-- Start of Stored records --

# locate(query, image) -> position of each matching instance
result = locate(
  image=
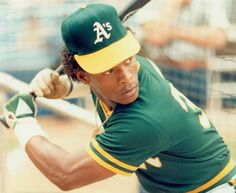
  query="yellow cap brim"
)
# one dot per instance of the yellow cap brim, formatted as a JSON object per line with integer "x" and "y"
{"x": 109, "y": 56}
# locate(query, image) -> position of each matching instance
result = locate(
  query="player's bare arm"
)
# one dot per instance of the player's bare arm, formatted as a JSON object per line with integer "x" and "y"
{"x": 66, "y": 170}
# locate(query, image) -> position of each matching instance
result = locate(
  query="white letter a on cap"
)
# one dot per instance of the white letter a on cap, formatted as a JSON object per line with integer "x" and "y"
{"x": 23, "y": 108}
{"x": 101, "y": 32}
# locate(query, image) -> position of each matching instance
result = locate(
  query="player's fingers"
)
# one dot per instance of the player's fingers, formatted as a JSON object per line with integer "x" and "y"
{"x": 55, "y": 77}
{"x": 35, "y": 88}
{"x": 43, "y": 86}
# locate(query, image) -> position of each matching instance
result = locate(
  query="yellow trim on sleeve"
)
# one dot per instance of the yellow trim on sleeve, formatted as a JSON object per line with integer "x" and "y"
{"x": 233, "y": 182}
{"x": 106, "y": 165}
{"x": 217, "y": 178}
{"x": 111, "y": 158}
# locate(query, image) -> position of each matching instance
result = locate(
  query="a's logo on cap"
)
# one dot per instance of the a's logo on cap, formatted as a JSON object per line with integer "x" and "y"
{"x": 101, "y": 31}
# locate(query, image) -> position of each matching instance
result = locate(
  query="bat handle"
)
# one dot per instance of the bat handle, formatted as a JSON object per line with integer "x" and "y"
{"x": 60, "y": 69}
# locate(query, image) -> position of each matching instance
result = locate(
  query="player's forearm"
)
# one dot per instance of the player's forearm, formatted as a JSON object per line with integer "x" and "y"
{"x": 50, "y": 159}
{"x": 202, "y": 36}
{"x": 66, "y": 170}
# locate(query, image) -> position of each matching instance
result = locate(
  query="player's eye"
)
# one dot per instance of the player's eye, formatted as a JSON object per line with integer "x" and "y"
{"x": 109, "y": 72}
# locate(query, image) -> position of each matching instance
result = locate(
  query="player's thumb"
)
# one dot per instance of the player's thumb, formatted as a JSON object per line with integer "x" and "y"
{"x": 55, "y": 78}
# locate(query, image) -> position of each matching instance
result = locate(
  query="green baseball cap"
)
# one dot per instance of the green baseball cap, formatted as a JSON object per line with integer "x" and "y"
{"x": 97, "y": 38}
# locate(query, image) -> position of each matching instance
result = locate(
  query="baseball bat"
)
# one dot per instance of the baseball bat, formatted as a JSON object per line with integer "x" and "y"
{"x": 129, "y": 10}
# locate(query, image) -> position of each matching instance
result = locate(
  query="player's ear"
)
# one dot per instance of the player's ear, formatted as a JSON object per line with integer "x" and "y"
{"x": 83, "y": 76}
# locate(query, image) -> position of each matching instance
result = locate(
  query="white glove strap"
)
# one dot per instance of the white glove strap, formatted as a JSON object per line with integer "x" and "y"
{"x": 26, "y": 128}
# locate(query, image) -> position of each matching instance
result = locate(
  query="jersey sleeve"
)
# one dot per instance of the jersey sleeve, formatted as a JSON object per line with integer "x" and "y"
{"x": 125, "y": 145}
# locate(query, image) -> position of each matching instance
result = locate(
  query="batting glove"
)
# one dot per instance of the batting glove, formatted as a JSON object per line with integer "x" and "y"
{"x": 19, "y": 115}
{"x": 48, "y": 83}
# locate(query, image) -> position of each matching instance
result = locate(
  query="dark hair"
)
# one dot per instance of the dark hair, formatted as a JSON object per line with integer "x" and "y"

-- End of Stored records --
-- Start of Stored records --

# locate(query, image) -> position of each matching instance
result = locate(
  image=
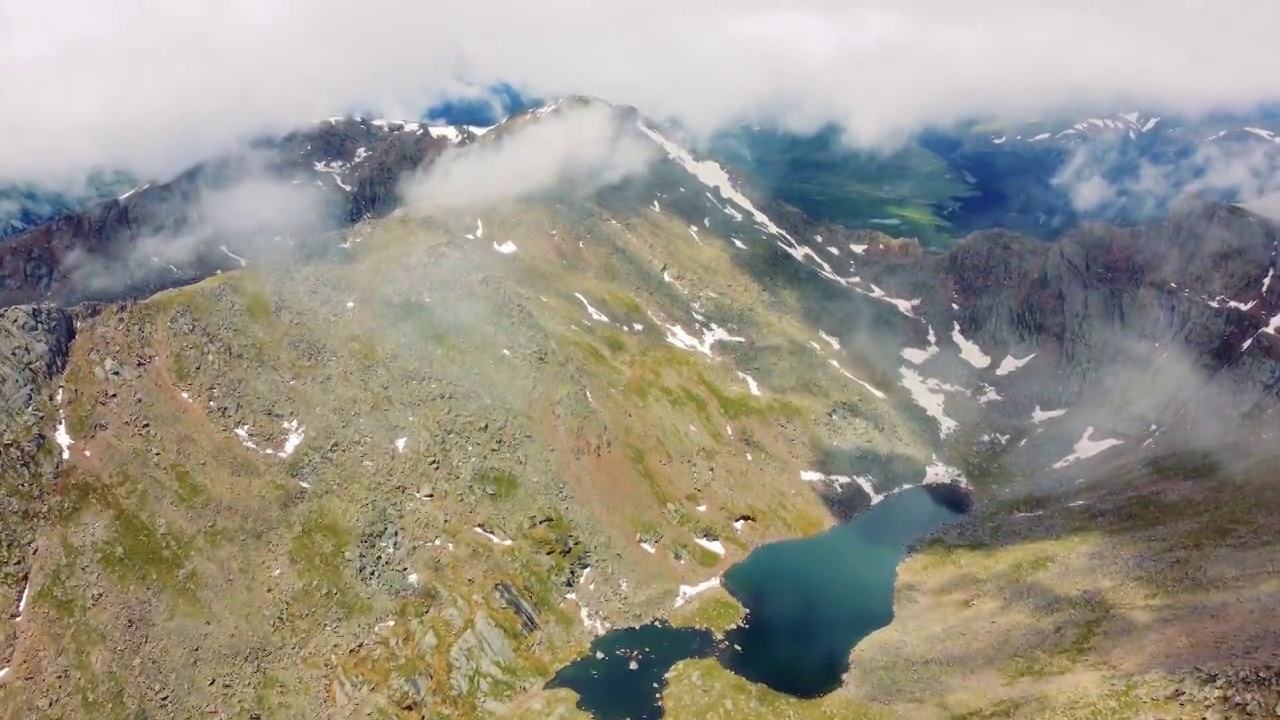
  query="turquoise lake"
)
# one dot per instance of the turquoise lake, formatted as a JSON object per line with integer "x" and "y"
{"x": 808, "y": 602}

-- End of Stored records --

# Problem statement
Count how many lines in the listing above contain the string "bare", treating uppercase and lowercase as different. Reply with the number alone.

# Output below
2